* **Document passage**:
· · · · ·

Give a man a fish and you feed him for a day. Teach him how to fish and you feed him for a lifetime. Lao Tzu
I am Dr. Martin Woodhouse MA MB BCh(Cantab). Like your editor, I believe that the OLPC initiative is, quite simply, the greatest philanthropic idea there has ever been. Since I am now about to be highly critical of it, let me make that plain from the outset.
I have read OLPC News, and its archives, for several months now.. And what I feel is a growing sense of disbelief, as one would-be participant after another arrives on the scene. I am looking, it appears to me, at a school-yard battle over a bag of sweets.
I dare say it was inevitable that this scuffle would develop; we are after all looking at a projected target population of, well, it depends upon which enormous figures you're looking at today, but around five billion potential users? Nobody wants to be left out of the photographs, so we have Mr Gates climbing on board, and Intel, and the Linux Lads, and no doubt Apple any moment now.
Mine is bigger than yours, and all that. It is all very understandable. But, people, it's not very edifying, is it? And then, from another side, my mind is assaulted by . . . Well, I have this picture, you see, of a little semi-literate third-world boy playing SUPER MARIO BROTHERS or DOOM --- it's right there in the press releases: wow, Doom, eh? --- in his breaks from doing a spot of multimedia creation --- that's there too --- while somebody (maybe his little sister?) pulls away at the string on the yo-yo generator so he can have a few more minutes on the XO, run a bit more video, download a bit more stuff from the Internet . . . ?

· · · · ·

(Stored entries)
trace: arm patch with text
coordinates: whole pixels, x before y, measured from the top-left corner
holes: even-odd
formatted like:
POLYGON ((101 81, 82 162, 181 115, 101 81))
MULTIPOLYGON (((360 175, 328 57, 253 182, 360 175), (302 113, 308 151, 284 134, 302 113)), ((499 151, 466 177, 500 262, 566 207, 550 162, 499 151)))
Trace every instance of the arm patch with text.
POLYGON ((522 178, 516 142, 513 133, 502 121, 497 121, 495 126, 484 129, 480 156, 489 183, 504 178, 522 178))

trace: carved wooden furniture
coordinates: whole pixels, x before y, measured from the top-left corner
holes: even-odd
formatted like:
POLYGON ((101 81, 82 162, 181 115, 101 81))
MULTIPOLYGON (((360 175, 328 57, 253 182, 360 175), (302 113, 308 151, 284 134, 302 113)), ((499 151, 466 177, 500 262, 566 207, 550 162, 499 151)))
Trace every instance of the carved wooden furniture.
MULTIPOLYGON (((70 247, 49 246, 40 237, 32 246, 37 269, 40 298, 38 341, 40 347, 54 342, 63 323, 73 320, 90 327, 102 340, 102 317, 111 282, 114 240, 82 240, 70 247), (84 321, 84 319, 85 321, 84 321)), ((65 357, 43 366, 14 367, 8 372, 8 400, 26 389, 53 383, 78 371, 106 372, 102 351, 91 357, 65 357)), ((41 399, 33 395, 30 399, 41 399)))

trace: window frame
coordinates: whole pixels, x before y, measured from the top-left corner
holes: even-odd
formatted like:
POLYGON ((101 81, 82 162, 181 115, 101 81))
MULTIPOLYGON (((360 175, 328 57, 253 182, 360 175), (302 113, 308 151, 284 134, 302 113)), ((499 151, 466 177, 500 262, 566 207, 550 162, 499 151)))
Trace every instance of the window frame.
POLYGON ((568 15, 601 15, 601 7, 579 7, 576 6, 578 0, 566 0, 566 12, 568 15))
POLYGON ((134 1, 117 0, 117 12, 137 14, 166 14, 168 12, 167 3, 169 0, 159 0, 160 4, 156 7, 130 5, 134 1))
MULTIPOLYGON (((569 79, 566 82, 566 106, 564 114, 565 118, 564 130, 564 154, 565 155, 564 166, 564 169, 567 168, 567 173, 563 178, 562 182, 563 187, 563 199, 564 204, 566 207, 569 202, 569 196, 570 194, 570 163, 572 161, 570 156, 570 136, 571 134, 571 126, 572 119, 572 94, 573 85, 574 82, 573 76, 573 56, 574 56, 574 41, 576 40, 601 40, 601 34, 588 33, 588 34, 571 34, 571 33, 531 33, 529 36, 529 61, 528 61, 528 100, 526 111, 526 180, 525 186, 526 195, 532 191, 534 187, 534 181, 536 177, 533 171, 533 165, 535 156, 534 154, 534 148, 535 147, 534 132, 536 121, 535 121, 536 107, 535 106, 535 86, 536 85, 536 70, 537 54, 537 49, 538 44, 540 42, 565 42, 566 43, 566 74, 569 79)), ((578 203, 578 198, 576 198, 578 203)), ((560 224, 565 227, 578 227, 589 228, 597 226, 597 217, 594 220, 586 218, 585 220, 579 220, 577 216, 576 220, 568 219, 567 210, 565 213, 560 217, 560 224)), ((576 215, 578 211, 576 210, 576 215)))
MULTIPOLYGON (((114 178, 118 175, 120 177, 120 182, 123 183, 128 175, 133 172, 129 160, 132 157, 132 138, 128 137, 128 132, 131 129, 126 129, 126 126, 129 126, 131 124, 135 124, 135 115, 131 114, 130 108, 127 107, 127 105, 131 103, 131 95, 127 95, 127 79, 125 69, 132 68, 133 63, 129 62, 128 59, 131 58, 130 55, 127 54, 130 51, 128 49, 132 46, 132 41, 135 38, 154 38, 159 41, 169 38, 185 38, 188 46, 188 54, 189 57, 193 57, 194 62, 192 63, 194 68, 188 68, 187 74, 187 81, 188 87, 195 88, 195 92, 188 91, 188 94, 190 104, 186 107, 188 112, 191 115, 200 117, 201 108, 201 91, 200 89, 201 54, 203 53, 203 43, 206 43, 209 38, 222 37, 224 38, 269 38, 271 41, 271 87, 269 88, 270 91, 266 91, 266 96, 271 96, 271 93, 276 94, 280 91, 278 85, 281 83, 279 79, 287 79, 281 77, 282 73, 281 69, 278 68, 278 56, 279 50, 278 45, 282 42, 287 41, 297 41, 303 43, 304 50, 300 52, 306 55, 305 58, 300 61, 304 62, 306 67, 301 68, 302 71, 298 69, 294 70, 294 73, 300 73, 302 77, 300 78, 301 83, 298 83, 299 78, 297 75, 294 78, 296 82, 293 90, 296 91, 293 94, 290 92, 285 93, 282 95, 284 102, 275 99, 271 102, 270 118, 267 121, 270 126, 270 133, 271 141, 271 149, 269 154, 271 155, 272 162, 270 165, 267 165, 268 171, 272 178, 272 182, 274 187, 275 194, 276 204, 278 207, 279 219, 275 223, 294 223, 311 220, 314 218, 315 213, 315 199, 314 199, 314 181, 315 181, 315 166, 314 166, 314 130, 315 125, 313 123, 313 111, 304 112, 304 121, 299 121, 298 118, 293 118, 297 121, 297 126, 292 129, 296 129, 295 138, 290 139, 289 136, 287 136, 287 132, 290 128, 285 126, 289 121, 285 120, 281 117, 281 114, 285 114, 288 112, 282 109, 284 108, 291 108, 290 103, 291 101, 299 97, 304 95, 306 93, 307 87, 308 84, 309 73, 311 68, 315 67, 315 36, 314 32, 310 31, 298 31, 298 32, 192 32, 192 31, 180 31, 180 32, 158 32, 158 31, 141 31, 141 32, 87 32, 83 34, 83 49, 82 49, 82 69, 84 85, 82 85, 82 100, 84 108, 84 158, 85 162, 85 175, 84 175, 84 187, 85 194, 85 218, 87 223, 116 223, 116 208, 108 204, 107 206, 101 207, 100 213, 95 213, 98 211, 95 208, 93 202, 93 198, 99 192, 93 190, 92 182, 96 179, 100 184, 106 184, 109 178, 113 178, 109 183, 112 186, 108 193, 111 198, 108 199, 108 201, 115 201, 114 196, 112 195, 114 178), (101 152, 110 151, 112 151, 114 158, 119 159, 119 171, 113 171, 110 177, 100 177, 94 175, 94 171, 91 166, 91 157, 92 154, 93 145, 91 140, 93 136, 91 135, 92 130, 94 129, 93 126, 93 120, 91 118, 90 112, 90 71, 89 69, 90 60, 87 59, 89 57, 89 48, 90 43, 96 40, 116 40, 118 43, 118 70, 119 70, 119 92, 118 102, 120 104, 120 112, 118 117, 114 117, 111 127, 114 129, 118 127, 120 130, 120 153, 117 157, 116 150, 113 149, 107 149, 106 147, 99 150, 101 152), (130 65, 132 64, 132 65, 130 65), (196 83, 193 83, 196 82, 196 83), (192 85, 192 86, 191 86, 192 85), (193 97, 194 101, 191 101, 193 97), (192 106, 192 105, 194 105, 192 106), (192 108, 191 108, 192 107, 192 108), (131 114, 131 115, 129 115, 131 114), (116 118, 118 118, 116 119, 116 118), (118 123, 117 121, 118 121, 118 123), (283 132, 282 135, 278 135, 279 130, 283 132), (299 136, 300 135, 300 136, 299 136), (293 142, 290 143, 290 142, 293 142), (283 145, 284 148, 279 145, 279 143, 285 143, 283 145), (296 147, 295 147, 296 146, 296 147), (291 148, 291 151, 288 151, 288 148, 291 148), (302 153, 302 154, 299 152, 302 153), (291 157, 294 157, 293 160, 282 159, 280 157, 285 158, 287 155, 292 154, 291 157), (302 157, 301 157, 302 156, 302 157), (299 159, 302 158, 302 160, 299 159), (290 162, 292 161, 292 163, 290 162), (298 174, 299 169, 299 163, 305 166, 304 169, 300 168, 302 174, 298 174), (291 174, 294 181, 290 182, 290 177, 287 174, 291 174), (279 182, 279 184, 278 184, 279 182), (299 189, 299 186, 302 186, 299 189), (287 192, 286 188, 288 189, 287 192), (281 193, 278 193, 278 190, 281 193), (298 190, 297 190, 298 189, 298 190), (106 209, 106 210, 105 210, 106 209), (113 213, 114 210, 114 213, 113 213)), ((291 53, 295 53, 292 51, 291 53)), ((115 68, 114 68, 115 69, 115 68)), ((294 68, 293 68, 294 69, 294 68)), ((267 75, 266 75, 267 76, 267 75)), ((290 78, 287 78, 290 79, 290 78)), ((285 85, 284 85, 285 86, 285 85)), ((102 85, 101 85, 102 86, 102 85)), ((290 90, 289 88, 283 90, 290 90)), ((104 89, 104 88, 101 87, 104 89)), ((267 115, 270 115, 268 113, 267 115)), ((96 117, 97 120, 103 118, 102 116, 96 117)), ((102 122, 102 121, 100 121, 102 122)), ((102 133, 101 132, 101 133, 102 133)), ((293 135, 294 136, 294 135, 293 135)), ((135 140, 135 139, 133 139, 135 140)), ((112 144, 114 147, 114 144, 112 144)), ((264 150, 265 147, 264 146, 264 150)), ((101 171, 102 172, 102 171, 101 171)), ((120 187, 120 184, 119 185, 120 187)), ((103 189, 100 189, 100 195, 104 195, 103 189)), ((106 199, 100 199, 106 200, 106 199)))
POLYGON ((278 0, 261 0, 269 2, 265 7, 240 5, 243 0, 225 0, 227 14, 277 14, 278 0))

· · · · ·

* **Parts of the exercise**:
**a)** Reproduce the OLPC commentary from "I dare say it" up to and including "any moment now.".
**b)** In the OLPC commentary, how long has the writer been reading OLPC News and its archives?
**c)** Extend the commentary on the OLPC initiative, picking up after its final sentence.

* **Exercise results**:
**a)**
I dare say it was inevitable that this scuffle would develop; we are after all looking at a projected target population of, well, it depends upon which enormous figures you're looking at today, but around five billion potential users? Nobody wants to be left out of the photographs, so we have Mr Gates climbing on board, and Intel, and the Linux Lads, and no doubt Apple any moment now.

**b)** For several months.

**c)**
Hold that picture in your mind. Because, no fooling, that's what being proposed. Multimedia creation with the aid of a bit of string-pulling. It's a picture which would make a gift for a more satirically humorous commentator than myself. Pull, pull, create, create, interact. What's the word I'm looking for? Constructionism, oh, yes, that's it. Constructionism, via string-pull.
I cannot laugh, though, because in the background to this picture I see the six-year-olds, the fourteen-year-olds, who can neither read nor write and who cannot therefore drag themselves out of the mud, out of the desert sand, out of the slough of starvation and illness and exploitation --- out, in brisker terms, of the shit --- as it was intended they should.
Could we stop all this nonsense, please? The XO is a superb piece of design work. Its aim was similarly superb, but has now wandered. It's now a beautifully designed political football, and that's pretty much all, while we play around with the philosophical and educational implications of making cheap(ish) computers available to pupils in the Western World who can already read, write, add, and subtract a little.
And that is a very, very great pity indeed. Because it wasn't the way it started.
In my next article I shall tell you (if you and your editor will allow me) what we need to do to get things back on track. It will involve not the "hundred and seventy (or however many, and rising) dollar computer", but a genuine, no fooling, fifty-dollar machine. Which doesn't, incidentally, need or use Windows, not even as a cheap three-dollar add-on, but there you go.
And maybe we can then all stop fighting over the bag of sweeties.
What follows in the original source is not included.